### Selected text:
** Begin **

Thus the structural order of molecules in organic semiconductors influences both charge transport and light absorption. Although single crystals have the properties that lead to high device performance, scalability considerations such as roll-to-roll processing make it necessary to use the material in the thin-film form. In order to have the best of both worlds—the practicality of thin films and the high performance of single crystals—it is hoped that as-deposited amorphous films can be annealed to form polycrystalline films with large grains, or low density of grain boundaries.
Efforts to produce polycrystalline thin-film rubrene of the desired crystalline phase are not easily reproducible, however, and mechanisms in the crystallization procedure that enable complete, polycrystalline films with large and uniform grains to form are not well explained.

** End **

### Data rows:
** Begin **

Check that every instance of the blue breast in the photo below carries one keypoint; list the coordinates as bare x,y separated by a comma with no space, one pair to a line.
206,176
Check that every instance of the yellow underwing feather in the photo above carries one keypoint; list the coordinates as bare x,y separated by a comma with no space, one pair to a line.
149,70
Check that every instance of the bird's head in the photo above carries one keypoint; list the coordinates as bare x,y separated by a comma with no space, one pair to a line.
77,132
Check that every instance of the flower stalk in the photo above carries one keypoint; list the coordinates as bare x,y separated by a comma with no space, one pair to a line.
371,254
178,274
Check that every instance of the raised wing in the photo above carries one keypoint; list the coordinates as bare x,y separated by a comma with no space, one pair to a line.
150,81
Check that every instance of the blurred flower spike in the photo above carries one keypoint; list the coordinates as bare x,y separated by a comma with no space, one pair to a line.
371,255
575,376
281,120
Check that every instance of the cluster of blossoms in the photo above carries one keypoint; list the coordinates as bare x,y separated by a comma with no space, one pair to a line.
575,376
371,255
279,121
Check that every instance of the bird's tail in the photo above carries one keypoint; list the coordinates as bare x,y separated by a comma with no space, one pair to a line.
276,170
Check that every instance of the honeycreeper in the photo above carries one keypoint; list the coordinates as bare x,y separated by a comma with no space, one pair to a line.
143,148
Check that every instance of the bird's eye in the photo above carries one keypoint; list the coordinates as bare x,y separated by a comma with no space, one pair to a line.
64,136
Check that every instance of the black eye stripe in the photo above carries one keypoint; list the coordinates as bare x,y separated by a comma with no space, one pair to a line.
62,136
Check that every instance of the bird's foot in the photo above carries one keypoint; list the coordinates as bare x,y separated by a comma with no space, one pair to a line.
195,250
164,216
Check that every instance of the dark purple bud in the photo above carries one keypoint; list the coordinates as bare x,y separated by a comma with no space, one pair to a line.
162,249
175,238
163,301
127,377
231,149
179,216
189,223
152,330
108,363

** End **

### Problem set:
1. Answer these questions using the passage on organic semiconductor films:
(a) Which two things does the structural order of molecules in organic semiconductors influence?
(b) Which processing method is named as a scalability consideration?
(c) For which material are efforts to produce polycrystalline thin films described as not easily reproducible?
2. Carry the passage on organic semiconductor films forward, beginning after its final sentence.

### Task-by-task answers:
1.
(a) Charge transport and light absorption.
(b) Roll-to-roll processing.
(c) Rubrene.

2.
Thus, a scalable, highly reproducible method for producing polycrystalline thin films, especially methods that can be generalized to other organic small-molecule semiconductors, is highly desired.
The present invention is drawn to a method for crystallizing disordered organic thin films using an underlayer, and devices created using such methods. The method generally requires depositing an underlayer onto a substrate, an organic layer on the underlayer, and annealing, where the bulk glass transition temperature of the underlayer material is less than the annealing temperature.
Among the many different possibilities contemplated, additional layers may advantageously be deposited onto the first layer. It is further contemplated that the difference between the glass transition temperature and the annealing temperature is at least 20 degrees Celsius, or that the bulk glass transition temperature be between 70 and 90 degrees Celsius.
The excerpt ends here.